Assignment: Please copy the lines below, exactly as they are, from the one with "like [539, 240]." through the one with "like [331, 66].", and leave out the pictures.

Point-per-instance localization data
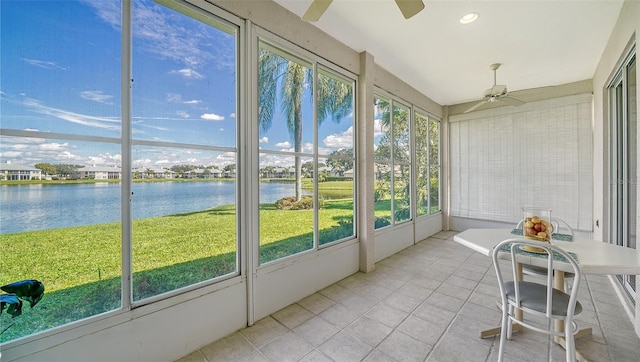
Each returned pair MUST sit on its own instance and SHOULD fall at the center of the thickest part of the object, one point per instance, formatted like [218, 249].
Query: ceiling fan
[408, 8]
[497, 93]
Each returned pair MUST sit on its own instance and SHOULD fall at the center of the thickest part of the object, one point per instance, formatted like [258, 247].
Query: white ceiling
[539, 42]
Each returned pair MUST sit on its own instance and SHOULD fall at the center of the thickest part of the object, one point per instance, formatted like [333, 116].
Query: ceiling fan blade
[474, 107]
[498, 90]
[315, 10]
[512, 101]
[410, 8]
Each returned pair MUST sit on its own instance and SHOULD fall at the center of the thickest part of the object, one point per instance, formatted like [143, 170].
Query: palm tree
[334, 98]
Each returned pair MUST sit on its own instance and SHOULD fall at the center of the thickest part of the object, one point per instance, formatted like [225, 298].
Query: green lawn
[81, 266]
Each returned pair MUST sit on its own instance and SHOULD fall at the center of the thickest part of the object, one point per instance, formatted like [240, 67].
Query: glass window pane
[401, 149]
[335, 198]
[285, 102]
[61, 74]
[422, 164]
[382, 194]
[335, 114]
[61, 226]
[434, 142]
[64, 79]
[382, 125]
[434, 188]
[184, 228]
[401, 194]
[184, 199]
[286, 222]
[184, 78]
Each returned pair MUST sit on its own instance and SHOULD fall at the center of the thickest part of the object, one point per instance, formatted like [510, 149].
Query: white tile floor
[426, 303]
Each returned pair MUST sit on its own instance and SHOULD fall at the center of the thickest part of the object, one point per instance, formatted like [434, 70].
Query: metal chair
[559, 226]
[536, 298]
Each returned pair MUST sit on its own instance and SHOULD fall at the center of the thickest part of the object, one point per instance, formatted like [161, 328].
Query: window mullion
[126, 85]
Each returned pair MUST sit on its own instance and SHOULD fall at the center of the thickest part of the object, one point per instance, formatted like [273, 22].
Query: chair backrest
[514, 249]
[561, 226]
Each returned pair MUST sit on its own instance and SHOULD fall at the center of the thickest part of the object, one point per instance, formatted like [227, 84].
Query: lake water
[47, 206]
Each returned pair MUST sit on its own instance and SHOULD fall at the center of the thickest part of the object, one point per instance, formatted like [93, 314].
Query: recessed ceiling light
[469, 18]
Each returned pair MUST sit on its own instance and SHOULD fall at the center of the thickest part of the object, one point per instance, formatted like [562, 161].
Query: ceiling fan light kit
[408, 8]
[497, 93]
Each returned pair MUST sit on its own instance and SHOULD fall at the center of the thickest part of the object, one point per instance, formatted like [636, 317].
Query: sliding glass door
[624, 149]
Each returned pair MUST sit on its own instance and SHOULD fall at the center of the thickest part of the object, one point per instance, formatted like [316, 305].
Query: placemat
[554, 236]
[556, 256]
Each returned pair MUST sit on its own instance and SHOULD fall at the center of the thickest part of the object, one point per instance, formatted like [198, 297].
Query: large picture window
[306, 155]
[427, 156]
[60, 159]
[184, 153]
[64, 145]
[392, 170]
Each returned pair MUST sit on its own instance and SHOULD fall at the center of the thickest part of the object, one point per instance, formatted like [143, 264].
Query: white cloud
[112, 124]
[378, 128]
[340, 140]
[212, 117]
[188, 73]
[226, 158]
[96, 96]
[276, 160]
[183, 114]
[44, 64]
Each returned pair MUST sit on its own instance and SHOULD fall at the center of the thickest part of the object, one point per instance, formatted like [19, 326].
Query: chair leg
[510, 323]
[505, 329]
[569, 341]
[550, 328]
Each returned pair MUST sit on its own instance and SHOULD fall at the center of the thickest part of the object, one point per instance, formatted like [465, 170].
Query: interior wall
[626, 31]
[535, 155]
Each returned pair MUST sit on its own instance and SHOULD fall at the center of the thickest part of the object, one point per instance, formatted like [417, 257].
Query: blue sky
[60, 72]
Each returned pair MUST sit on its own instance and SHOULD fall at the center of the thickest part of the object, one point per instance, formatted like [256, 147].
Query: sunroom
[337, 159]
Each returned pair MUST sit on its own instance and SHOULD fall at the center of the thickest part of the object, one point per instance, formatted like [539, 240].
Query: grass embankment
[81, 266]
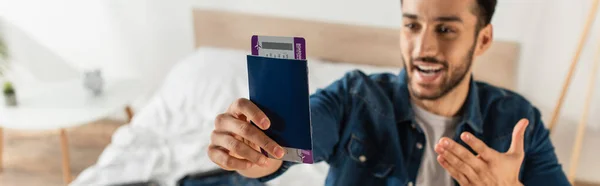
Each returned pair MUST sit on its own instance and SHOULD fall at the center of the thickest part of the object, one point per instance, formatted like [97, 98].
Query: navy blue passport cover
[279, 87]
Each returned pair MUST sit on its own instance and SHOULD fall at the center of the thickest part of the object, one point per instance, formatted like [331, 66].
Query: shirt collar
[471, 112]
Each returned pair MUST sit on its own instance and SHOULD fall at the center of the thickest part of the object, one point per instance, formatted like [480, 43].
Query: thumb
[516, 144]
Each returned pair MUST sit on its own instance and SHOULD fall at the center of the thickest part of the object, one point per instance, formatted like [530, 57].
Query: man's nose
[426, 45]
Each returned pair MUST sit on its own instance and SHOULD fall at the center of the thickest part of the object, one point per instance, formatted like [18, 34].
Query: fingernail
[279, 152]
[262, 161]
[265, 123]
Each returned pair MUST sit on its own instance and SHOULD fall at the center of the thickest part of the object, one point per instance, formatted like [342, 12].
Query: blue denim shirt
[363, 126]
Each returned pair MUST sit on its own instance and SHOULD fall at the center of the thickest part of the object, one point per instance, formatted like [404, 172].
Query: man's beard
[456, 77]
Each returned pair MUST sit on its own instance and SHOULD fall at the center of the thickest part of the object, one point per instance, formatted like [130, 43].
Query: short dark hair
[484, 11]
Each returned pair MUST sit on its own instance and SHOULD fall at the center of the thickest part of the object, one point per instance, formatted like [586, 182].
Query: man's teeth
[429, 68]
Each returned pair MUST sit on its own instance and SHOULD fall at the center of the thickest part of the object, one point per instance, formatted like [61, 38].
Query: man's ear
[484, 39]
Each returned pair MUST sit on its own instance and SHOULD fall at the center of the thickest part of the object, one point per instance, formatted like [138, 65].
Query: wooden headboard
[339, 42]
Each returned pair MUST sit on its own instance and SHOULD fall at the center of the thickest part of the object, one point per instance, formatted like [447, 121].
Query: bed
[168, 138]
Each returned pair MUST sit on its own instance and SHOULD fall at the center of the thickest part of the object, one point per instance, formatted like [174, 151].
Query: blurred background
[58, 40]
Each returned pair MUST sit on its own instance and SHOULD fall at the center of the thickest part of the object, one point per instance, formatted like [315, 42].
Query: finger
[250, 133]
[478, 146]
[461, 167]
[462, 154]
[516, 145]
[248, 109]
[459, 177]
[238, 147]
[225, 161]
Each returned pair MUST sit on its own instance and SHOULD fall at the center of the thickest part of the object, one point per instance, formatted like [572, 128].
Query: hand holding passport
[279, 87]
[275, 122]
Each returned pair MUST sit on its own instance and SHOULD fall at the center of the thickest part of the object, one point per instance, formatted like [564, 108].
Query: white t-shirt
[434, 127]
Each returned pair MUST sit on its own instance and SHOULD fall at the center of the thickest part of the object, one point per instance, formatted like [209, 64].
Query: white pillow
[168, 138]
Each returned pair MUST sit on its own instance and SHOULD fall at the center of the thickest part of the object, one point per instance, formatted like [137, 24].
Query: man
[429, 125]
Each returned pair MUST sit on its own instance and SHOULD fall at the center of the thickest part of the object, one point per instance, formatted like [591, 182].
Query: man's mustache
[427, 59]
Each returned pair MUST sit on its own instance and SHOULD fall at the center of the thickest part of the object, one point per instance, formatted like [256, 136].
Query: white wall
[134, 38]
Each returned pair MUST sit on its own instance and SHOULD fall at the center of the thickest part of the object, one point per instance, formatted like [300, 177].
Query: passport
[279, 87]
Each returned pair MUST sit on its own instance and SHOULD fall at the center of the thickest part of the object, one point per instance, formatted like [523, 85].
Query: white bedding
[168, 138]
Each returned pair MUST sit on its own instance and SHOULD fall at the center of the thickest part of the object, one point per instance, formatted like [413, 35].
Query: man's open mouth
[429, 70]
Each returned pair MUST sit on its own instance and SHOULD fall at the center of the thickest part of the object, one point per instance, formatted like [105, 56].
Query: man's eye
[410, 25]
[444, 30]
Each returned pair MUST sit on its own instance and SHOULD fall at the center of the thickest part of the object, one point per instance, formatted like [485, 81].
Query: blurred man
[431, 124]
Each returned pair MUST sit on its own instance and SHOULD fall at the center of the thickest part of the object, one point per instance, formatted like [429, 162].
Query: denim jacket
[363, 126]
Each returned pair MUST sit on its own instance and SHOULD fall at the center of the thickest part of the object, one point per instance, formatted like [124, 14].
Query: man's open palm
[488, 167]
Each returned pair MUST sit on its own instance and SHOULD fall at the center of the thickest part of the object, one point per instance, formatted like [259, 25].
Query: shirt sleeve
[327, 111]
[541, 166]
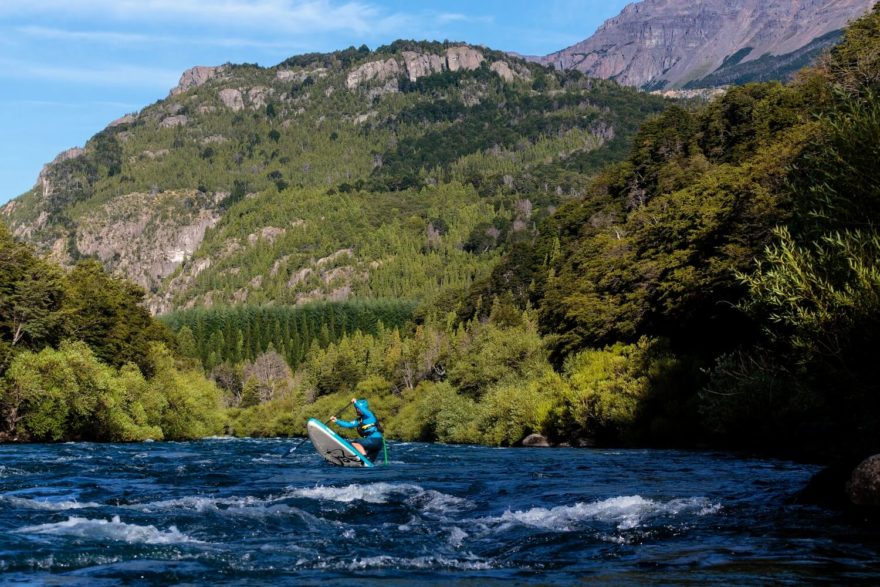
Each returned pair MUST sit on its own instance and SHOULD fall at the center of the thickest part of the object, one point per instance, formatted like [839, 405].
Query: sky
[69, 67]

Output of the exercise:
Each returned pair MUST sit on its own instance and SHOULD fall at the center of the thickest part of the object, one point per instance, formatted like [539, 240].
Query: grass embankment
[81, 266]
Each returned pair MUST sit on its own instance and SHOULD fall at the center of the thickest part of the object, one point per instance, formatted like [97, 98].
Query: navy blue passport cover
[279, 87]
Each returned pair MUST sit on its own instance and SHOULD fall at the center of the thickest part of the object, one point per instance, formatted like [331, 66].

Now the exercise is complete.